■ Problem details
Nothing in the listing should differ in your copy; retype it all exactly.

■ Data under study

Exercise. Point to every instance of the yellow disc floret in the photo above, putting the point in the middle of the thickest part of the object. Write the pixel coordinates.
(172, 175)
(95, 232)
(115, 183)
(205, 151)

■ Output of the exercise
Exercise. Point to every instance of the yellow disc floret in the photo above, putting the point in the middle of the thickest part of the object. Write the pixel coordinates.
(172, 175)
(95, 232)
(115, 183)
(205, 151)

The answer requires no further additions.